Görevin kapsamı ->
Hemşireler Günü yazısındaki "Benim derdimin çaresi yok" sözleriyle açılan paragrafı, temel bilgilerini koruyarak kısa bir madde listesi hâline getirin.

HEMŞİRELER GÜNÜ

Selçuklu Hükümdarlarından II. Kılıçarslan'ın 1204 yılında verem hastalığına yakalanarak Kayseri'de vefat eden kızından bahsederek başlamak istiyorum bugünkü yazıma. Şimdi konu başlığını okuyanlar hemen diyeceklerdir ‘’hocam bugün hemşireler günü ne alakası var Selçuklu’larla?’’ diyebilirsiniz. Çok alakası var hem de. Hikâyeyi okuyunca anlayacaksınız.

Hem de yeri gelmişken şunu da hatırlatmak istiyorum, tarihten Türk’ü çıkarsanız geriye hiçbir şey kalmaz.

12.yüzyılda II.Kılıçarslan’ın karakaşlı karagözlü güzeller güzeli kızı, Selçuklu ordusundan bir kumandana gönlünü kaptırır. Lakin ağabey I.Gıyaseddin Keyhüsrev bu aşka karşı çıkar. Kumandanı muharebeden muhabereye koşturarak Kayseri’den, aslında kız kardeşinden uzak tutmak ister. Hatta rivayete göre, son gönderdiği savaştan galip gelirse bu evliliğe karşı gelmeyeceğini ve bu evliliği onaylayacağını söyler. Son gittiği savaşta kumandan ağır yaralı olarak gelir ve maalesef hayatını kaybeder. Bunu öğrenen sultanın güzeller güzeli kızı üzüntüden yataklara düşer ve veremden hayatını kaybeder. Ölmeden önce abisi Gıyaseddin Keyhüsrev son dileğini sorduğunda,

-Benim derdimin çaresi yok artık son yolculuğa çıkıyorum. Benim mal varlığımla benim adıma bir şifahane (hastane) yaptır, der. Derin acılar içinde bu sözlerini dinlediği kardeşi adına 1204 yılında hastane yapılmaya başlanır ve iki yıl içinde hastane biter. İşte bu güzeller güzeli Türk kızı GEVHER NESİBE Hatun’dur.

Bir veri kümesinden alınan kayıtlar ->
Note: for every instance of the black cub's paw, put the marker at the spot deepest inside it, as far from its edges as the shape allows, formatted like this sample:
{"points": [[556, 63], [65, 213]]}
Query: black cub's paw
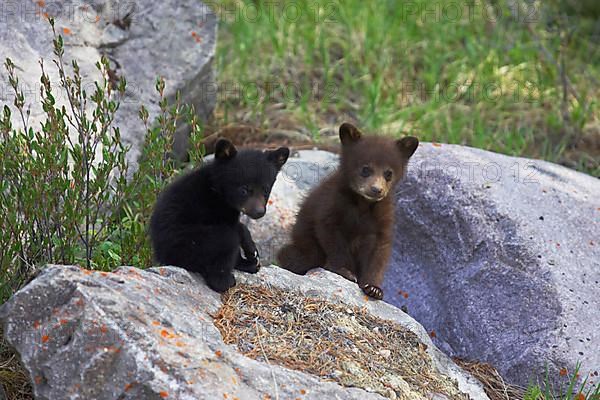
{"points": [[220, 283], [250, 264], [372, 291]]}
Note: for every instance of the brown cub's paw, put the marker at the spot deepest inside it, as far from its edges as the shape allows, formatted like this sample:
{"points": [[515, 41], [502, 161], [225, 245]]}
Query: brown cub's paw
{"points": [[372, 291]]}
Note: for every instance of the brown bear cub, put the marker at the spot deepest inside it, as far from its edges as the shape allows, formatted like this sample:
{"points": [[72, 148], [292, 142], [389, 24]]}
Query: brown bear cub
{"points": [[345, 224]]}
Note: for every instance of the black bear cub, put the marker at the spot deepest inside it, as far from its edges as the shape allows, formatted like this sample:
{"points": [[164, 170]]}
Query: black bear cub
{"points": [[346, 223], [196, 221]]}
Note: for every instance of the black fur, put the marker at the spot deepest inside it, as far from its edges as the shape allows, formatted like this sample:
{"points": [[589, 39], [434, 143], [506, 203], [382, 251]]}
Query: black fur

Çözüm ->
- Kız, derdinin çaresi olmadığını ve son yolculuğa çıktığını söyler.
- Mal varlığıyla kendi adına bir şifahane (hastane) yaptırılmasını ister.
- Kardeşi adına hastanenin yapımına 1204 yılında başlanır.
- Hastane iki yıl içinde tamamlanır.
- Bu Türk kızı Gevher Nesibe Hatun'dur.